**Job**
Copy out every item below word for word, without changing anything.

**Data lines**

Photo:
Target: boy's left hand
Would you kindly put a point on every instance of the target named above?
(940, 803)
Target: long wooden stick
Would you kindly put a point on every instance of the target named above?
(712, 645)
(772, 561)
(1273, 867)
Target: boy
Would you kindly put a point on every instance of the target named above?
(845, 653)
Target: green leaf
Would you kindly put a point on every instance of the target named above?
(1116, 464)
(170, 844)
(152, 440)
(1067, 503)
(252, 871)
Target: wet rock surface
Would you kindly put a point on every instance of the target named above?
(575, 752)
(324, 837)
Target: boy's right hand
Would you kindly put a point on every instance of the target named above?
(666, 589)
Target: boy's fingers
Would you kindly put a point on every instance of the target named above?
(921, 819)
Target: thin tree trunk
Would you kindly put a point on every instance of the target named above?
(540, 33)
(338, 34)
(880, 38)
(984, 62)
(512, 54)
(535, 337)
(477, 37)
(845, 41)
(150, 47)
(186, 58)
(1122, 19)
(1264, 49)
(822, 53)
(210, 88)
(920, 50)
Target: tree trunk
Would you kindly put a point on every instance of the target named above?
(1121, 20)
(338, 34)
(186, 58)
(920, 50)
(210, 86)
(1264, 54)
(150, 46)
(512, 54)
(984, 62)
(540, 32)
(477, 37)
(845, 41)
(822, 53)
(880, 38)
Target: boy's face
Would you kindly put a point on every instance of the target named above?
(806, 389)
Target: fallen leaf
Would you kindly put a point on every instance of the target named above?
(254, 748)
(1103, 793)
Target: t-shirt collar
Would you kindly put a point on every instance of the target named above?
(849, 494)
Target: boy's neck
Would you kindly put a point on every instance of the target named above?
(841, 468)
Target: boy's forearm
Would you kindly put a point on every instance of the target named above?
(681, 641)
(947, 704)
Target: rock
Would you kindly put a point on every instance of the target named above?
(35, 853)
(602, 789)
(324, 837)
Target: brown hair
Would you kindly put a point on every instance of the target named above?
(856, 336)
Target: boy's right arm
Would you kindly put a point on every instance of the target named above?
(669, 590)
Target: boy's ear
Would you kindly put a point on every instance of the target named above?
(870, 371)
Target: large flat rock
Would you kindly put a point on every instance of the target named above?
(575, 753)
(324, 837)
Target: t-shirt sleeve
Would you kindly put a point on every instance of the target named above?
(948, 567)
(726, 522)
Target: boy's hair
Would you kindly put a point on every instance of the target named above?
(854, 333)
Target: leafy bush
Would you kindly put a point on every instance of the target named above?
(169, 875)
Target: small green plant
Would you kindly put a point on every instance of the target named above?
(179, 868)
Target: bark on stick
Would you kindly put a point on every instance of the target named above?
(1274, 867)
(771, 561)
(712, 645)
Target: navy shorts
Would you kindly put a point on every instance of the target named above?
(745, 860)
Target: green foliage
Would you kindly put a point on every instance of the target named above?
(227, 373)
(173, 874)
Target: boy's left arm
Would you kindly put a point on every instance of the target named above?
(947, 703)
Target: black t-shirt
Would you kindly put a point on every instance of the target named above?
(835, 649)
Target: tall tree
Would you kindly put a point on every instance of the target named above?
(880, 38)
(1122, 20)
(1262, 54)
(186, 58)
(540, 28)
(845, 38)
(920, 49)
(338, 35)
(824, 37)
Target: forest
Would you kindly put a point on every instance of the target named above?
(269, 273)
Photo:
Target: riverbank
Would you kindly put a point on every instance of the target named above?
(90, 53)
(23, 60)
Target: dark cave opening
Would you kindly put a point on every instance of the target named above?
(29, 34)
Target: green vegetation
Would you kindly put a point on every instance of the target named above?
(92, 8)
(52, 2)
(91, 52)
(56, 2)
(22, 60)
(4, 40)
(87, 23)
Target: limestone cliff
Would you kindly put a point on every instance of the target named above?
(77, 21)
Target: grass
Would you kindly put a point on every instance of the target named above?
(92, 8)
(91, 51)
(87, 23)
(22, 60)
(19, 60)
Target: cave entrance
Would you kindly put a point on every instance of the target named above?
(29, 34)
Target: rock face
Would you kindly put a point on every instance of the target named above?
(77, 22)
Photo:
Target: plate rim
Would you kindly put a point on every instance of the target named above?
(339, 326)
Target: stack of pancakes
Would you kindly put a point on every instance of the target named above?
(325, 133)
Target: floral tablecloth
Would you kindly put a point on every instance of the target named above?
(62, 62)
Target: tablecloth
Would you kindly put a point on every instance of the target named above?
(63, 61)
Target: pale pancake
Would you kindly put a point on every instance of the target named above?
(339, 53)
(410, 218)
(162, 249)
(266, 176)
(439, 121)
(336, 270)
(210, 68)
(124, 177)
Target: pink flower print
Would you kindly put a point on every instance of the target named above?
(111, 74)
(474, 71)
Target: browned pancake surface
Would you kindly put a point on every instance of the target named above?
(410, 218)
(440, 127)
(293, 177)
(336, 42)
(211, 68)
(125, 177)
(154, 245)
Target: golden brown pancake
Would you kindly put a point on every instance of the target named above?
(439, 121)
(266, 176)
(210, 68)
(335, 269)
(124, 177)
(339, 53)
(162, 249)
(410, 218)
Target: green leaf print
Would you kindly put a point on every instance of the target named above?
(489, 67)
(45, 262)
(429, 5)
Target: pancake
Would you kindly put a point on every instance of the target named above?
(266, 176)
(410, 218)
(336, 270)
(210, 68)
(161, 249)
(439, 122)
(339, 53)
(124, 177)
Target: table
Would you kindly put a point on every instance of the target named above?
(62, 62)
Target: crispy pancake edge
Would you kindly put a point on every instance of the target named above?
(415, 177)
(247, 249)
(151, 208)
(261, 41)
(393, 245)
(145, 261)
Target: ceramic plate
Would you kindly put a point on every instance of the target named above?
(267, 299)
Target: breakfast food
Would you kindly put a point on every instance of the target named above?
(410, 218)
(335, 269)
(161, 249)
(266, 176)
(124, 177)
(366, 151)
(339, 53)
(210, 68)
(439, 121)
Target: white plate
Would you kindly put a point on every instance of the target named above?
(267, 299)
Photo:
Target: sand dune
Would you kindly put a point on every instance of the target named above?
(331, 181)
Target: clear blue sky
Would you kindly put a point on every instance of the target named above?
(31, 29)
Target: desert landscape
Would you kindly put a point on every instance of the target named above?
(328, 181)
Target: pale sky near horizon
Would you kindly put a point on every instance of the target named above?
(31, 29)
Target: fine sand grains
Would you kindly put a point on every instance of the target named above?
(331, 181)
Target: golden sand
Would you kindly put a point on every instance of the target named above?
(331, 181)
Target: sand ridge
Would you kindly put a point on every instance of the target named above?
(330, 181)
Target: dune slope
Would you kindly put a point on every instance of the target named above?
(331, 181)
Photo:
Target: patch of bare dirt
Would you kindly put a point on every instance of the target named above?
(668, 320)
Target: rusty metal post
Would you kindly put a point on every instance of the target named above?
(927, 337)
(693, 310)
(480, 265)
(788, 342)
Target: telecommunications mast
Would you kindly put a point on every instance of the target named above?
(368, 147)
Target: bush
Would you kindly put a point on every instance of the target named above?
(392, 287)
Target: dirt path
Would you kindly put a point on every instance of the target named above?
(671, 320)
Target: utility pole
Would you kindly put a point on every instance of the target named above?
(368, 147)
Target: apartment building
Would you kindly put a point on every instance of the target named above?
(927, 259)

**Reply to the task**
Photo:
Target: boy's left hand
Would you kindly put a point on every instance of the target named above?
(940, 803)
Target: long wooden stick
Would you kindly put a point on every instance of the target named above?
(712, 645)
(772, 561)
(1273, 867)
Target: boy
Would you kindly put a point on every instance of the target named above?
(845, 653)
Target: green leaf
Would you kindly put a point on every instance of the target named above?
(1116, 464)
(170, 844)
(152, 440)
(1067, 503)
(252, 871)
Target: wet rock surface
Would you kindly put a point on every instance of the target named above?
(575, 752)
(324, 837)
Target: boy's right hand
Would you kindly put a point on every instance of the target named above?
(666, 589)
Target: boy's fingers
Would you kindly put a point on every instance of the target named above?
(921, 819)
Target: thin tree trunk
Would you kindly put a point on every instance of the target named above?
(540, 33)
(338, 34)
(880, 38)
(984, 62)
(512, 54)
(535, 337)
(477, 37)
(845, 41)
(150, 47)
(186, 58)
(1122, 19)
(1264, 49)
(822, 53)
(210, 88)
(920, 50)
Target: tree trunk
Would you kindly put a point on every instance of the target named above?
(1121, 20)
(338, 34)
(186, 58)
(920, 50)
(210, 86)
(1264, 54)
(150, 46)
(512, 54)
(984, 62)
(540, 32)
(477, 37)
(845, 41)
(822, 53)
(880, 38)
Target: boy's face
Would you kindly put a point on every instance of the target named above?
(806, 389)
Target: fallen leaf
Would you kindly put a point on every instance of the target named above?
(254, 748)
(1103, 793)
Target: t-shirt collar
Would you kindly put a point on every instance of the target named above?
(849, 494)
Target: boy's neck
Would you kindly put a point on every instance of the target named above?
(841, 468)
Target: boy's forearm
Would you kindly put a point on every instance of the target named above?
(681, 641)
(947, 704)
Target: rock
Would you kindly put a point on every instance of the target named above?
(35, 853)
(602, 789)
(324, 837)
Target: brown hair
Would you kindly put a point on every instance of the target named above?
(856, 336)
Target: boy's right arm
Would you kindly put a point on every instance of the target named above?
(669, 590)
Target: boy's ear
Would you kindly put a point on every instance of the target named above?
(870, 371)
Target: large flat rock
Would you kindly put a point on every instance of the target named above?
(575, 753)
(324, 837)
Target: t-shirt sleeve
Would you kindly put a point on every instance of the target named above?
(948, 567)
(726, 522)
Target: boy's hair
Would you kindly put a point on every instance of the target named above?
(854, 333)
Target: leafy bush
Would you kindly put a point on every instance of the target named above?
(169, 875)
Target: small green plant
Would you kindly put a point on every instance of the target named above?
(179, 868)
Target: bark on stick
Would you kindly put a point on every instance of the target named above?
(1274, 867)
(771, 561)
(712, 645)
Target: navy shorts
Would you kindly put a point on every instance of the target named above?
(745, 860)
Target: green foliage
Would you kindly put a point on every instance of the target named above?
(227, 373)
(173, 874)
Target: boy's left arm
Would you kindly put a point on every instance of the target named above?
(947, 703)
Target: black t-shirt
Would you kindly put a point on every instance of the target named above?
(835, 649)
Target: tall tree
Would you kindly put a point on every instance of the target named above?
(880, 38)
(1122, 20)
(1262, 54)
(186, 58)
(540, 28)
(845, 38)
(920, 49)
(338, 35)
(824, 37)
Target: forest
Would you kindly put a point on every instance of the target named above?
(269, 273)
Photo:
Target: riverbank
Would you kindly put a point on every instance of the target named above?
(90, 53)
(23, 60)
Target: dark cave opening
Would you kindly put a point on every instance of the target named above?
(29, 34)
Target: green vegetation
Would you kindly put a point on every instance of the target named above?
(92, 8)
(52, 2)
(91, 52)
(56, 2)
(22, 60)
(4, 40)
(87, 23)
Target: limestone cliff
Would you kindly put a point on every instance of the target named above?
(77, 21)
Target: grass
Would you kindly put a point on every instance of the target named above?
(92, 8)
(91, 51)
(87, 23)
(22, 60)
(19, 60)
Target: cave entrance
Would you kindly put a point on every instance of the target named above?
(29, 34)
Target: rock face
Would you kindly put a point on every instance of the target named above?
(77, 22)
Photo:
Target: plate rim
Would you kindly put a point on every instance of the target named above?
(339, 326)
Target: stack of pancakes
Would you kindly put a point on every instance of the target named above?
(325, 133)
Target: floral tablecloth
Would you kindly put a point on every instance of the target named above?
(62, 62)
Target: tablecloth
Would you kindly put a point on every instance of the target named above?
(63, 61)
Target: pale pancake
Would you kindly put a point on every instance of the target named above?
(339, 53)
(410, 218)
(162, 249)
(266, 176)
(439, 121)
(336, 270)
(210, 68)
(124, 177)
Target: pink flower print
Would you kindly put a point on every instance of the target named above?
(111, 74)
(474, 71)
Target: browned pancake surface
Would you kindly put a point on every instance of the target named above?
(410, 218)
(440, 127)
(293, 177)
(336, 42)
(211, 68)
(125, 177)
(154, 245)
Target: golden brown pancake
Would you kindly put a point on every instance of the target named above?
(439, 121)
(266, 176)
(210, 68)
(335, 269)
(124, 177)
(339, 53)
(162, 249)
(410, 218)
Target: green leaf print
Would you kindly put a point on every instance of the target named above?
(489, 67)
(45, 262)
(429, 5)
Target: pancake
Would you kindly put a point on every instance of the target named above?
(266, 176)
(410, 218)
(336, 270)
(210, 68)
(161, 249)
(439, 122)
(339, 53)
(124, 177)
Target: table
Would you kindly put a point on every instance of the target named above?
(62, 62)
Target: crispy pancake edge
Would you kindly put a point on every instance of the target named above?
(415, 177)
(247, 249)
(151, 208)
(261, 41)
(393, 245)
(145, 261)
Target: ceramic plate
Would you kindly put a point on every instance of the target named above?
(267, 299)
Target: breakfast food
Would you kindly put a point on every instance of the target named above?
(410, 218)
(335, 269)
(161, 249)
(266, 176)
(124, 177)
(366, 151)
(339, 53)
(210, 68)
(439, 121)
Target: white plate
Would you kindly put a point on every instance of the target named above?
(267, 299)
Photo:
Target: sand dune
Would you kindly put a point on every instance of the target named above?
(331, 181)
Target: clear blue sky
Would you kindly put a point on every instance of the target named above?
(31, 29)
Target: desert landscape
Would you kindly put a point on every instance of the target named above?
(328, 181)
Target: pale sky near horizon
Would you kindly put a point on every instance of the target named above?
(31, 29)
Target: fine sand grains
Would you kindly put a point on every instance of the target named above?
(331, 181)
Target: golden sand
Would you kindly put a point on every instance of the target named above?
(331, 181)
Target: sand ridge
Would you kindly put a point on every instance of the target named above?
(330, 181)
Target: dune slope
Would you kindly put a point on every instance of the target named above?
(331, 181)
Photo:
Target: patch of bare dirt
Would you kindly put a point on every instance of the target named above?
(668, 320)
Target: rusty metal post
Would you kindly put a point on every instance of the target named above?
(927, 337)
(693, 310)
(480, 265)
(788, 342)
Target: telecommunications mast
Would you kindly put a point on every instance of the target named above?
(368, 147)
Target: bush
Would you kindly put a point on every instance of the target named above?
(392, 287)
Target: dirt path
Would you kindly put a point on every instance of the target named above?
(671, 320)
Target: utility pole
Would you kindly put a point on every instance of the target named above?
(368, 147)
Target: apartment building
Would you kindly put a point on every instance of the target named above?
(927, 259)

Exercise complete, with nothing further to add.